Oaths in early New England

oaths of allegianceI was recently asked the difference between the Freeman’s Oath, the Oath of Allegiance, and the Oath of Fidelity in Massachusetts Bay Colony. The history of oaths in the American Colonies actually requires the researcher to go back to the early 1600s under King James I (1603–1625). After all, those who were living in the colonies during the seventeenth century were all British subjects.


Upon their arrival in Plymouth Colony, William Brewster and the additional chief men, as they were called, agreed to take the Oath of Supremacy, acknowledging the King of England as the supreme ruler and head of the Church of England and denying power to the Pope. In the early 1620s, the Oath of Allegiance and Fidelity was actually a single oath given in Plymouth, which was not actually a New England colony as it lacked a charter and its government functions were actually those of a corporation.  The Oath of Allegiance and Fidelity required that the individual taking it not enter into any action or say anything that could lend itself to the overthrow or the destruction of the “Colonie, or Corporation of this towne Plimouth in New England.” Interestingly enough, it never mentioned the King of England.
################
» **TASK TO CARRY OUT**: Resume the piece on oaths in early New England, writing on from its final sentence.
################
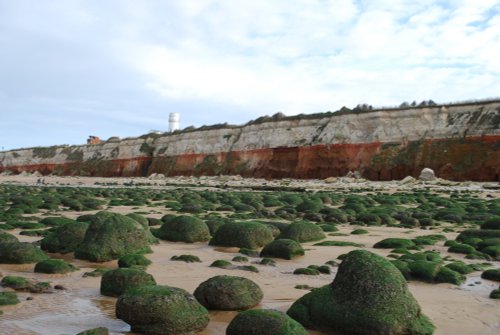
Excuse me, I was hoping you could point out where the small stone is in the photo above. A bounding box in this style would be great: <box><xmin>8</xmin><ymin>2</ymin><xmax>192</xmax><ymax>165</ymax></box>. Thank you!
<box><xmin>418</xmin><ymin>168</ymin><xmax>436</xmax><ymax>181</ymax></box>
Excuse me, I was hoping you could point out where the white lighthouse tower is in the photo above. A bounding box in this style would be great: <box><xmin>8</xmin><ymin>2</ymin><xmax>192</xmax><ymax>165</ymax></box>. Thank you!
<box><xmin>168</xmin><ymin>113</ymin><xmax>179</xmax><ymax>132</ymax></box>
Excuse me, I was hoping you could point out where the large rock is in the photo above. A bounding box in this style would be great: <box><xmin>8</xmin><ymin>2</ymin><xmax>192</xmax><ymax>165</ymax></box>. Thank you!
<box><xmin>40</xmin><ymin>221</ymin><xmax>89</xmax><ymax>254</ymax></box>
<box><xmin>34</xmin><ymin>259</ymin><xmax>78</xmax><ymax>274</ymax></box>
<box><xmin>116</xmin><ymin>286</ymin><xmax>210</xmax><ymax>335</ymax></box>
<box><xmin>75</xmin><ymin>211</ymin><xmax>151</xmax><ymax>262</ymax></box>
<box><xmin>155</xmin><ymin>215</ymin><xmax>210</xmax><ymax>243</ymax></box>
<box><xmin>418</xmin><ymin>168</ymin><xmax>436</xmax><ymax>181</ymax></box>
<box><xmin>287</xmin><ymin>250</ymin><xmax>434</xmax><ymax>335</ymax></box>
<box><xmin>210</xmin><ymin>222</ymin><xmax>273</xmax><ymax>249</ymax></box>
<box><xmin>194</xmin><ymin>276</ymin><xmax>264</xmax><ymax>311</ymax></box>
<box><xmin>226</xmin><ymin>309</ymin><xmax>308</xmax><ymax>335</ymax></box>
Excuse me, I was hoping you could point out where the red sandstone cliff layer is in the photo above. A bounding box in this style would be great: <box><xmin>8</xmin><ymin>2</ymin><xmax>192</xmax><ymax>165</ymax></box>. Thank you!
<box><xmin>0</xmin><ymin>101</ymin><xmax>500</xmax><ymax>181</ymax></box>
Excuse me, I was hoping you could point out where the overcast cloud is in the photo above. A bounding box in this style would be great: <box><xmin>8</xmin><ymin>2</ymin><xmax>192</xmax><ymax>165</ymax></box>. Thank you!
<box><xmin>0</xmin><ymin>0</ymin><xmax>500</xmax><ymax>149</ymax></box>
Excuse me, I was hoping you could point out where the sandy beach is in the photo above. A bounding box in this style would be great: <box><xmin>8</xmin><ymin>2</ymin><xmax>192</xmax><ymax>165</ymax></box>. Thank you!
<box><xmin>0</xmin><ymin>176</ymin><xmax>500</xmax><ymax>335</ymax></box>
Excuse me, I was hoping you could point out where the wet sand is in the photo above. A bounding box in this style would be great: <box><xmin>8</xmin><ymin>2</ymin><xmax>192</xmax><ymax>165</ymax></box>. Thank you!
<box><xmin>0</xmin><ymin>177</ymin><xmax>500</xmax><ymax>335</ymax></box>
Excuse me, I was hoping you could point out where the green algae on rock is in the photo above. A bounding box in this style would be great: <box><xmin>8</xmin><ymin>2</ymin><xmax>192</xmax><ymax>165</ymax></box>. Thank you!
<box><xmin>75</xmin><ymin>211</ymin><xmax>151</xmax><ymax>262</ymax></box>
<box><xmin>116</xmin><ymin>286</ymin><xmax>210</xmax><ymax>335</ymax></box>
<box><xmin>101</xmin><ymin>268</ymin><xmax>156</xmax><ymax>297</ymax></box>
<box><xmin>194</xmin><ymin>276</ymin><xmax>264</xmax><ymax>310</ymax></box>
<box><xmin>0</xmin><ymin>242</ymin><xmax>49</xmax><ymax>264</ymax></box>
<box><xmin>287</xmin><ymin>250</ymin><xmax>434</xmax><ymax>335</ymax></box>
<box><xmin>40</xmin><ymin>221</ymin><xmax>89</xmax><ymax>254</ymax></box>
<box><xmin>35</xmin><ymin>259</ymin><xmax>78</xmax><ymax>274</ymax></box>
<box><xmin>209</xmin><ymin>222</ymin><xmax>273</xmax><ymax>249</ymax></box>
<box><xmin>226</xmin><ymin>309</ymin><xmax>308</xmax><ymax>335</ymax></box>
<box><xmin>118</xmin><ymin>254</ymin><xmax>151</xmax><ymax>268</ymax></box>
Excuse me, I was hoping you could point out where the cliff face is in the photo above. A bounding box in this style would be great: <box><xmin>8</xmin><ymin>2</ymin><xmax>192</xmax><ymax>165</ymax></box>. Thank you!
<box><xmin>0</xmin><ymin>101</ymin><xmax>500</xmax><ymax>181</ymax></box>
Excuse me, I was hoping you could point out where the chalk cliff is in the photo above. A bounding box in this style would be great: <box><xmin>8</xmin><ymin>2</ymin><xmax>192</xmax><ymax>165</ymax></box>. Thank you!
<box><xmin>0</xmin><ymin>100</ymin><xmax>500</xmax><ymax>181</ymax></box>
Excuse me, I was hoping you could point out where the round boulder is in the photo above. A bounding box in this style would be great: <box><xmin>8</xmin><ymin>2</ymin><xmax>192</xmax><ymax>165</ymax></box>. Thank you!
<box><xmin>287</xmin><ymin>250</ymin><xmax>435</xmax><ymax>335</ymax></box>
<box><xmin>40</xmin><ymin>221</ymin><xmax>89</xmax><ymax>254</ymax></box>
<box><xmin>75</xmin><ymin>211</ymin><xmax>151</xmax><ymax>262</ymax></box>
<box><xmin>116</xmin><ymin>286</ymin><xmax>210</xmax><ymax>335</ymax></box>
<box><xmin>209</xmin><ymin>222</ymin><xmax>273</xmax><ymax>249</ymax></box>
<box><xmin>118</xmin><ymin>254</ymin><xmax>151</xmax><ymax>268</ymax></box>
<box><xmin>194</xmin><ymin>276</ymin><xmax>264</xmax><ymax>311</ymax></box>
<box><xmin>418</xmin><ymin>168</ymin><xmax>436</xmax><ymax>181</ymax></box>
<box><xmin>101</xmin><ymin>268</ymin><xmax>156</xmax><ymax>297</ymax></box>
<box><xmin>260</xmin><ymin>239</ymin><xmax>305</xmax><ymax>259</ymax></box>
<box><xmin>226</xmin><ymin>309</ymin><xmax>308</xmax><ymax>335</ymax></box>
################
» **REPLY**:
By 1636, every freeman (any established member of the colony who was not under legal restraint) was required to take the Oath of a Freeman, swearing allegiance to the sovereign lord “King Charles, his heires & successors” in addition to doing nothing to overthrow the Colony of “New Plymouth.” By 1658 the Oath of a Freeman was revised to omit King Charles and reverted back to the “State and Government of England.”

Massachusetts Bay

Sir Henry Rosewell and his associates were granted a charter 4 March 1628/29. Business was conducted for the Massachusetts Bay Colony in London until 1630, when John Winthrop was chosen as governor.

Massachusetts Bay Colony took a slightly different approach to the Oath of a Freeman, requiring that the aspiring freeman first be a church member, which usually meant membership in one of the recognized churches.  This law was agreed to in 1631 in Salem and then modified slightly in 1632 to prevent civil magistrates from being elders in the church. Additionally, once the Oath of a Freeman was taken this individual was allowed to vote.

The Bay Colony also required, beginning in 1634, that any man age 16 or above who had been or planned to be a resident in the colony for six months, and who was not otherwise “infranchized,” be required to take the Oath of Residents. The man taking this oath swore that he was bound by the laws of the colony.

The earlier Oath of a Freeman was revoked at the general court held at Boston 14 May 1634 and a new oath was written into the record and required of freemen going forward. Those who had taken the earlier oath were no longer bound to it.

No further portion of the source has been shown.